• SELECTED PASSAGE:
Physiatrists employed in surgical practices did not have increased referrals to surgery when compared with others. There was no significant increase in the number of electrodiagnostic studies or spinal injections despite the fact that such procedures positively influence physiatrists' income.
Patients who underwent previous surgery were more likely to seek a surgical consultation and be less satisfied with the physiatrist. Patients who underwent surgery in the past might simply have wished to see the physician they knew or perceived a physiatrist as less knowledgeable than a surgeon. People who underwent previous surgery may, on the average, have had more severe or complex problems as a result of their initial pathology or as a consequence of their previous operation. The level of trust that patients place in surgeons is high. In one study, for instance, patients chose surgery largely because their surgeon recommended it.[16]
This study looks only at actions and costs that can be measured from an insurance database. The total cost and potentially the cost savings related to time off work, litigation, and other factors are undoubtedly higher. The halo effect on primary care physician behavior and consumer education may have decreased cost accrued by patients covered by other insurances, including workers compensation, federal insurance schemes, and other private insurers, but is also not measured in this study.

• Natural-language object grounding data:
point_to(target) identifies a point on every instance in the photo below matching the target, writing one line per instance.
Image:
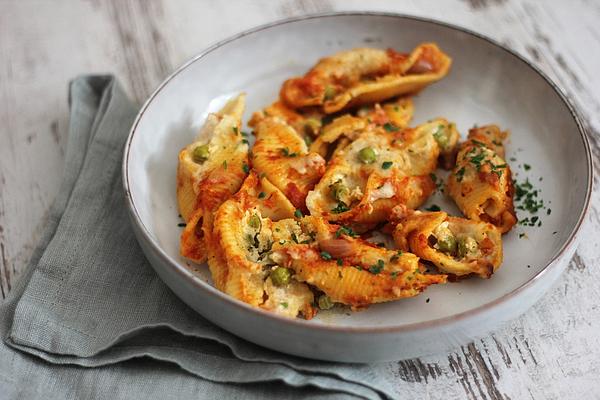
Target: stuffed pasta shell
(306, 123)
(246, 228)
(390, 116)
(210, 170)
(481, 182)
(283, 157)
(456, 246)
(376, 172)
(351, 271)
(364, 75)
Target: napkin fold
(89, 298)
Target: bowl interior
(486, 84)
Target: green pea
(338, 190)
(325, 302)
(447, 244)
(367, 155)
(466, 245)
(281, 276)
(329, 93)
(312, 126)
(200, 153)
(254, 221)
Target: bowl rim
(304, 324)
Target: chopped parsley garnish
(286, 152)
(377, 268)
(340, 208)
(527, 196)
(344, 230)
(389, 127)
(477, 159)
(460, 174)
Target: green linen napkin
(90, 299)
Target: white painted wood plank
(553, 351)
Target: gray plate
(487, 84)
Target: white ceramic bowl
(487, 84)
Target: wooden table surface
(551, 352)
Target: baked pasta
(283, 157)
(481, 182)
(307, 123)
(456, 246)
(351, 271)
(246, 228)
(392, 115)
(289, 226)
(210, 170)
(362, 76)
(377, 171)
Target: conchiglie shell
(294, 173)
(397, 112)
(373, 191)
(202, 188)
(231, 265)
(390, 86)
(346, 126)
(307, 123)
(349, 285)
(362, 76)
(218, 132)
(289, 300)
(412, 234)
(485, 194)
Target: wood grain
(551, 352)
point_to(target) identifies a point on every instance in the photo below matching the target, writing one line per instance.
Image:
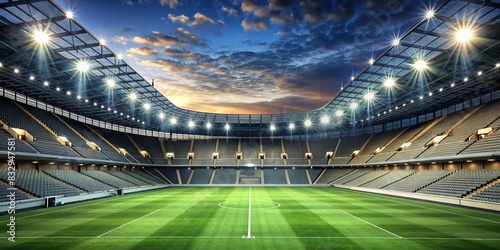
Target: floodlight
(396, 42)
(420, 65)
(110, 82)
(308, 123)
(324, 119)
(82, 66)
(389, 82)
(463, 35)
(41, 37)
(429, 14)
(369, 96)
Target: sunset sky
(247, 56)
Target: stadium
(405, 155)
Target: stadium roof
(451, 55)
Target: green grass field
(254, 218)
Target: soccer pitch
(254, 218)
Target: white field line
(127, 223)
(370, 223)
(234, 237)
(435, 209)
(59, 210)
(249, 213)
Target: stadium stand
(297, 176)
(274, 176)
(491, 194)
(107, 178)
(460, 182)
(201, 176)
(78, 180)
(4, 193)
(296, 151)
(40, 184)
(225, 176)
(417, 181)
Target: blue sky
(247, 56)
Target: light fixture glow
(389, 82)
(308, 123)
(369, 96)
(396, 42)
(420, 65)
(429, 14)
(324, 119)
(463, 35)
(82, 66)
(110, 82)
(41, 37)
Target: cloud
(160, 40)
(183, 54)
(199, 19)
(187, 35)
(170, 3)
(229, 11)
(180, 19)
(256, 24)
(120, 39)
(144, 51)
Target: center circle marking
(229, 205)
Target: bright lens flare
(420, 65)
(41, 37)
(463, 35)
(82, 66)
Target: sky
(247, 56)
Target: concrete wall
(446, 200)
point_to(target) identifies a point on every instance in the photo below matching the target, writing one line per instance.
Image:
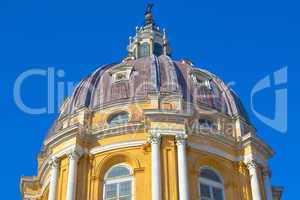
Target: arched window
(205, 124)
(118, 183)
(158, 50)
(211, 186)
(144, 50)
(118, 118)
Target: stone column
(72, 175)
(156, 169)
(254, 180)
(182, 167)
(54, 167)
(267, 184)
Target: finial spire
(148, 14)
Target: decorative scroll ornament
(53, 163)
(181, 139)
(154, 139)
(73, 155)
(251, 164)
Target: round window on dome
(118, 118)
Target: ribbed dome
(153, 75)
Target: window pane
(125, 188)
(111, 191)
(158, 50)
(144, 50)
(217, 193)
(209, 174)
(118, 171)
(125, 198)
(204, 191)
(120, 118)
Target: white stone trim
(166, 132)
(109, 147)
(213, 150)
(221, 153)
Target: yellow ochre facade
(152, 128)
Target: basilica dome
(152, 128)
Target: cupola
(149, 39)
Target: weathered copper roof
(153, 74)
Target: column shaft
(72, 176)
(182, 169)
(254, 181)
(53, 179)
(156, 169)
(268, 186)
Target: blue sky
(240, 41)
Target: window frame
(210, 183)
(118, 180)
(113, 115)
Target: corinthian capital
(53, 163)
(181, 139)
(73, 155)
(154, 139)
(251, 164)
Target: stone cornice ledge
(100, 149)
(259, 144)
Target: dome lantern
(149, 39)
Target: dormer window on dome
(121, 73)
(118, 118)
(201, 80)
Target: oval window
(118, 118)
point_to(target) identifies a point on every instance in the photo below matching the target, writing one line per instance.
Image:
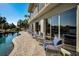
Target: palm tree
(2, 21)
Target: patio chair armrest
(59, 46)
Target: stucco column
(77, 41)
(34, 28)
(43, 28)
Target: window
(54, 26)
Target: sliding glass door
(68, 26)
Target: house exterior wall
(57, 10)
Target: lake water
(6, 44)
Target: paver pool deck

• REQUIRED TASKS:
1/ Translate this sentence from the passage on physiatrists and surgical referrals into Spanish: "The level of trust that patients place in surgeons is high."
2/ According to the passage on physiatrists and surgical referrals, why did patients in one study largely choose surgery?
3/ Continue the passage on physiatrists and surgical referrals from its last sentence.

• ANSWERS:
1/ El nivel de confianza que los pacientes depositan en los cirujanos es alto.

2/ Because their surgeon recommended it.

3/
The reproducibility of these findings in other circumstances should be discussed. The study used a region with higher than average rates of surgery. It is possible that the intervention would only decrease aggressive surgical practices that are less frequently encountered in other communities. However, the decreases were across the board in 5 of 6 health care systems. Also, this study involved only 1 insurer. Although this insurer is typical of many other private insurers, the effect of this policy on older people insured by Medicare or on patients in the workers' compensation system might be different. However, the complexity of diagnosis and treatment in the older population is such that a physiatric approach is even more likely to benefit them.[17] Individuals on workers' compensation were not evaluated in this study. In general, they have poorer surgical outcomes, yet the reimbursement for surgery is typically much higher for workers' compensation cases. Thus, it seems likely that a similar policy would have a similar or greater positive effect on the workers' compensation and Medicare populations.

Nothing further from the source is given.